--- HOW TO COMPLETE THIS TASK ---
Copy every line of the records below verbatim, omitting the pictures.

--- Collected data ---

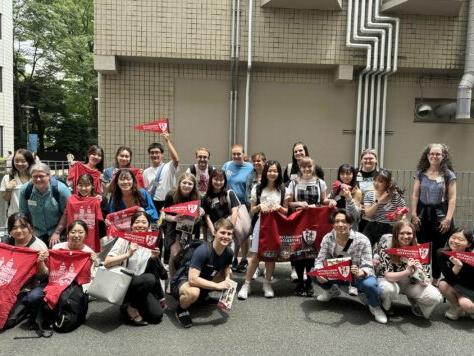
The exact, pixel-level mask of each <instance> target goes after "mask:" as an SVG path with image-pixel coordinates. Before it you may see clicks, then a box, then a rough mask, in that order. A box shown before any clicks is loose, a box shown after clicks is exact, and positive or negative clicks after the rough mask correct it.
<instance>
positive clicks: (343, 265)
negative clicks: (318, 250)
mask: <svg viewBox="0 0 474 356" xmlns="http://www.w3.org/2000/svg"><path fill="white" fill-rule="evenodd" d="M308 276H311V277H323V278H326V279H328V280H331V281H334V280H336V281H342V282H352V273H351V261H350V260H347V261H342V262H340V263H336V264H333V265H330V266H324V267H321V268H319V269H315V270H314V271H311V272H309V273H308Z"/></svg>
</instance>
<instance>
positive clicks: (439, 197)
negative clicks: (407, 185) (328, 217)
mask: <svg viewBox="0 0 474 356" xmlns="http://www.w3.org/2000/svg"><path fill="white" fill-rule="evenodd" d="M455 208H456V175H455V174H454V172H453V165H452V163H451V157H450V155H449V150H448V147H447V146H446V145H444V144H441V143H431V144H429V145H428V146H426V148H425V149H424V151H423V153H422V155H421V158H420V160H419V161H418V166H417V172H416V175H415V182H414V184H413V194H412V200H411V213H412V222H413V224H414V225H415V227H416V228H417V229H418V230H419V231H418V233H417V236H418V242H420V243H425V242H431V243H432V249H431V250H432V251H436V250H437V249H439V248H441V247H444V246H445V245H446V241H448V238H449V236H450V233H451V231H452V229H453V215H454V209H455ZM432 263H433V284H437V282H438V279H439V277H440V273H441V272H440V268H439V266H438V263H437V261H436V260H435V259H432Z"/></svg>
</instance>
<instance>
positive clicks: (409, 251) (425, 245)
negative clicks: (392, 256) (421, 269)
mask: <svg viewBox="0 0 474 356" xmlns="http://www.w3.org/2000/svg"><path fill="white" fill-rule="evenodd" d="M430 246H431V243H430V242H427V243H424V244H419V245H416V246H405V247H396V248H388V249H386V250H385V252H386V253H388V254H389V255H394V256H400V257H406V258H413V259H415V260H419V261H420V262H421V264H424V265H426V264H428V263H430Z"/></svg>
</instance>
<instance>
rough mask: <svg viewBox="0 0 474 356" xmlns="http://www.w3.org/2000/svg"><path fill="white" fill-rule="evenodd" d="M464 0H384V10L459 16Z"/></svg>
mask: <svg viewBox="0 0 474 356" xmlns="http://www.w3.org/2000/svg"><path fill="white" fill-rule="evenodd" d="M462 3H463V0H383V3H382V12H386V13H389V14H395V15H399V14H413V15H423V16H430V15H434V16H458V15H459V9H460V8H461V5H462Z"/></svg>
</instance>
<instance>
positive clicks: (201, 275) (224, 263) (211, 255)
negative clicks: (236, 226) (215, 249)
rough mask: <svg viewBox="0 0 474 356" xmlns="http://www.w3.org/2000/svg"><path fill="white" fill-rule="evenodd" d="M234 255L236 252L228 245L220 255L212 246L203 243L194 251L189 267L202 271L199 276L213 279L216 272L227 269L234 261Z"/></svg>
mask: <svg viewBox="0 0 474 356" xmlns="http://www.w3.org/2000/svg"><path fill="white" fill-rule="evenodd" d="M210 250H212V251H210ZM233 256H234V252H233V251H232V249H231V248H230V247H226V248H225V250H224V252H222V254H221V255H218V254H216V252H215V251H214V249H213V248H212V246H209V245H208V244H202V245H201V246H199V247H198V248H197V249H196V250H195V251H194V253H193V257H191V262H190V264H189V268H195V269H197V270H199V271H201V274H200V275H199V277H201V278H204V279H207V280H208V281H211V280H212V279H213V278H214V277H215V276H216V274H218V273H219V272H220V271H223V270H225V269H226V268H227V266H229V265H230V264H231V263H232V258H233Z"/></svg>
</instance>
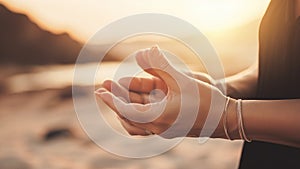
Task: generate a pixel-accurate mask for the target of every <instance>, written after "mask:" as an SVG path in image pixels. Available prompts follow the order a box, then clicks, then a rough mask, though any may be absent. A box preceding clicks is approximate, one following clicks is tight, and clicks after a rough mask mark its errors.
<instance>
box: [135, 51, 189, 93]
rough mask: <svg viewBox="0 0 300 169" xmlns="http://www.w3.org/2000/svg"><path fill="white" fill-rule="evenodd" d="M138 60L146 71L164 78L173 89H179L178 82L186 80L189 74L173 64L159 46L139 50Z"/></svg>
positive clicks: (139, 62) (137, 59) (156, 75)
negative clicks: (173, 64)
mask: <svg viewBox="0 0 300 169" xmlns="http://www.w3.org/2000/svg"><path fill="white" fill-rule="evenodd" d="M136 61H137V63H138V65H139V66H140V67H141V68H142V69H143V70H144V71H146V72H147V73H149V74H151V75H153V76H155V77H158V78H160V79H162V80H163V81H164V82H165V83H166V84H167V86H168V87H169V88H170V89H172V90H176V91H177V90H178V85H179V84H178V83H180V82H184V81H186V78H187V76H186V75H185V74H183V73H181V72H179V71H177V70H176V69H175V68H174V66H173V65H171V63H170V62H169V60H168V59H167V58H166V56H165V55H164V54H163V53H162V51H161V50H160V49H159V47H158V46H154V47H152V48H150V49H145V50H142V51H139V52H138V53H137V54H136Z"/></svg>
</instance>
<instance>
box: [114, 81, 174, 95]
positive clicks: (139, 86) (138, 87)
mask: <svg viewBox="0 0 300 169" xmlns="http://www.w3.org/2000/svg"><path fill="white" fill-rule="evenodd" d="M119 83H120V84H121V85H122V86H123V87H125V88H127V89H128V90H130V91H134V92H137V93H150V92H151V91H152V90H154V89H159V90H162V91H163V92H164V93H165V94H167V92H168V87H167V85H166V84H165V82H164V81H162V80H161V79H159V78H156V77H152V78H144V77H124V78H121V79H120V80H119Z"/></svg>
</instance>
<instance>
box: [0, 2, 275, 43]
mask: <svg viewBox="0 0 300 169" xmlns="http://www.w3.org/2000/svg"><path fill="white" fill-rule="evenodd" d="M269 1H270V0H180V1H172V0H164V1H156V0H154V1H149V0H131V1H119V0H110V1H104V0H88V1H83V0H53V1H50V0H43V1H40V0H26V1H19V0H0V3H4V4H5V5H7V6H8V7H9V8H10V9H12V10H14V11H17V12H21V13H25V14H27V15H29V16H30V18H31V19H32V20H34V21H35V22H37V23H38V24H39V25H40V26H41V27H43V28H44V29H47V30H50V31H52V32H55V33H59V32H64V31H66V32H68V33H70V34H71V35H72V36H73V37H74V38H76V39H77V40H80V41H86V40H87V39H88V38H89V37H90V36H92V35H93V34H94V33H95V32H96V31H97V30H99V29H100V28H101V27H103V26H104V25H106V24H109V23H110V22H112V21H114V20H116V19H119V18H122V17H124V16H128V15H132V14H136V13H145V12H155V13H165V14H170V15H174V16H177V17H179V18H182V19H184V20H186V21H188V22H190V23H192V24H193V25H195V26H196V27H198V28H199V29H200V30H202V31H203V32H208V33H209V32H222V31H224V30H228V29H230V28H234V27H237V26H241V25H243V24H246V23H248V22H250V21H251V20H254V19H258V18H259V17H261V16H262V14H263V12H264V11H265V8H266V6H267V5H268V3H269Z"/></svg>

--- TASK SOLUTION ---
The exact, pixel-level mask of each <instance> target goes after "mask:" as an SVG path with image-pixel coordinates. Before it you may see clicks, then a box, then a rough mask, in that order. A box shown before any clicks is loose, a box shown after clicks is exact, and positive or negative clicks after the rough mask correct it.
<instance>
positive clicks: (343, 265)
negative clicks: (318, 250)
mask: <svg viewBox="0 0 474 356" xmlns="http://www.w3.org/2000/svg"><path fill="white" fill-rule="evenodd" d="M308 276H311V277H323V278H326V279H328V280H331V281H334V280H336V281H342V282H352V273H351V261H350V260H347V261H342V262H340V263H336V264H333V265H330V266H324V267H321V268H319V269H315V270H314V271H311V272H309V273H308Z"/></svg>
</instance>
<instance>
positive clicks: (439, 197)
negative clicks: (407, 185) (328, 217)
mask: <svg viewBox="0 0 474 356" xmlns="http://www.w3.org/2000/svg"><path fill="white" fill-rule="evenodd" d="M455 208H456V175H455V174H454V172H453V165H452V163H451V157H450V155H449V150H448V147H447V146H446V145H444V144H441V143H431V144H429V145H428V146H426V148H425V149H424V151H423V153H422V155H421V158H420V160H419V161H418V166H417V172H416V175H415V182H414V184H413V194H412V200H411V213H412V222H413V224H414V225H415V227H416V228H417V229H418V230H419V231H418V233H417V236H418V242H420V243H425V242H431V243H432V249H431V250H432V251H436V250H437V249H439V248H441V247H444V246H445V245H446V241H448V238H449V236H450V233H451V231H452V229H453V215H454V209H455ZM432 263H433V284H437V282H438V279H439V277H440V273H441V272H440V268H439V266H438V263H437V261H436V260H435V259H432Z"/></svg>
</instance>
<instance>
positive clicks: (409, 251) (425, 245)
negative clicks: (392, 256) (421, 269)
mask: <svg viewBox="0 0 474 356" xmlns="http://www.w3.org/2000/svg"><path fill="white" fill-rule="evenodd" d="M430 246H431V243H430V242H427V243H424V244H419V245H416V246H405V247H396V248H388V249H386V250H385V252H386V253H388V254H389V255H394V256H400V257H406V258H413V259H415V260H419V261H420V262H421V264H424V265H426V264H428V263H430Z"/></svg>
</instance>
<instance>
rough mask: <svg viewBox="0 0 474 356" xmlns="http://www.w3.org/2000/svg"><path fill="white" fill-rule="evenodd" d="M464 0H384V10L459 16Z"/></svg>
mask: <svg viewBox="0 0 474 356" xmlns="http://www.w3.org/2000/svg"><path fill="white" fill-rule="evenodd" d="M462 3H463V0H383V3H382V12H386V13H389V14H395V15H399V14H413V15H423V16H430V15H434V16H458V15H459V9H460V8H461V5H462Z"/></svg>
</instance>
<instance>
positive clicks: (201, 275) (224, 263) (211, 255)
negative clicks: (236, 226) (215, 249)
rough mask: <svg viewBox="0 0 474 356" xmlns="http://www.w3.org/2000/svg"><path fill="white" fill-rule="evenodd" d="M234 255L236 252L228 245L220 255L212 246L203 243L194 251L189 267L202 271L199 276L213 279L216 272L227 269L234 261Z"/></svg>
mask: <svg viewBox="0 0 474 356" xmlns="http://www.w3.org/2000/svg"><path fill="white" fill-rule="evenodd" d="M210 250H212V251H210ZM233 256H234V252H233V251H232V249H231V248H230V247H226V248H225V250H224V252H222V254H221V255H218V254H216V252H215V251H214V249H213V248H212V246H209V245H208V244H202V245H201V246H199V247H198V248H197V249H196V250H195V251H194V253H193V257H191V262H190V264H189V268H195V269H197V270H199V271H201V274H200V275H199V277H201V278H204V279H207V280H208V281H211V280H212V279H213V278H214V277H215V276H216V274H218V273H219V272H220V271H223V270H225V269H226V268H227V266H229V265H230V264H231V263H232V258H233Z"/></svg>
</instance>
Task: generate a pixel-accurate mask for the target of every <instance>, written after "mask:" as an SVG path in image pixels. Available prompts follow the order a box, then clicks, then a rough mask, though any may be absent. A box preceding clicks is approximate, one following clicks is tight, and clicks after a rough mask mark its errors.
<instance>
box: [135, 51, 189, 93]
rough mask: <svg viewBox="0 0 300 169" xmlns="http://www.w3.org/2000/svg"><path fill="white" fill-rule="evenodd" d="M138 60L146 71L164 78L173 89H179L178 82L186 80L189 74L173 64L159 46L139 50Z"/></svg>
positive clicks: (139, 62) (137, 59) (156, 75)
negative clicks: (173, 64)
mask: <svg viewBox="0 0 300 169" xmlns="http://www.w3.org/2000/svg"><path fill="white" fill-rule="evenodd" d="M136 61H137V63H138V65H139V66H140V67H141V68H142V69H143V70H144V71H146V72H147V73H149V74H151V75H153V76H155V77H158V78H160V79H162V80H163V81H164V82H165V83H166V84H167V86H168V87H169V88H170V89H172V90H176V91H177V90H178V85H179V84H178V83H180V82H184V81H186V78H187V76H186V75H185V74H183V73H181V72H179V71H177V70H176V69H175V68H174V66H173V65H171V63H170V62H169V60H168V59H167V58H166V56H165V55H164V54H163V53H162V51H161V50H160V49H159V47H158V46H154V47H152V48H150V49H145V50H142V51H139V52H138V53H137V54H136Z"/></svg>
</instance>
<instance>
box: [114, 81, 174, 95]
positive clicks: (139, 86) (138, 87)
mask: <svg viewBox="0 0 300 169" xmlns="http://www.w3.org/2000/svg"><path fill="white" fill-rule="evenodd" d="M119 83H120V84H121V85H122V86H123V87H125V88H127V89H128V90H130V91H134V92H137V93H150V92H151V91H152V90H154V89H159V90H162V91H163V92H164V93H165V94H167V92H168V87H167V85H166V84H165V82H164V81H162V80H161V79H159V78H156V77H152V78H144V77H124V78H121V79H120V80H119Z"/></svg>
</instance>
<instance>
box: [0, 2, 275, 43]
mask: <svg viewBox="0 0 300 169" xmlns="http://www.w3.org/2000/svg"><path fill="white" fill-rule="evenodd" d="M269 1H270V0H180V1H172V0H164V1H156V0H154V1H149V0H131V1H119V0H110V1H104V0H88V1H83V0H53V1H50V0H43V1H40V0H26V1H19V0H0V3H4V4H5V5H7V6H8V7H9V8H10V9H12V10H14V11H17V12H21V13H25V14H27V15H29V16H30V18H31V19H32V20H34V21H35V22H37V23H38V24H39V25H40V26H41V27H43V28H44V29H47V30H50V31H52V32H55V33H59V32H64V31H66V32H68V33H70V34H71V35H72V36H73V37H74V38H76V39H77V40H80V41H86V40H87V39H88V38H89V37H90V36H92V35H93V34H94V33H95V32H96V31H97V30H99V29H100V28H101V27H103V26H104V25H106V24H109V23H110V22H112V21H114V20H116V19H119V18H122V17H124V16H128V15H132V14H136V13H145V12H155V13H165V14H170V15H174V16H177V17H179V18H182V19H184V20H186V21H188V22H190V23H192V24H193V25H195V26H196V27H198V28H199V29H200V30H202V31H203V32H208V33H209V32H222V31H224V30H228V29H230V28H234V27H237V26H241V25H243V24H246V23H248V22H250V21H251V20H254V19H258V18H259V17H261V16H262V14H263V12H264V11H265V8H266V6H267V5H268V3H269Z"/></svg>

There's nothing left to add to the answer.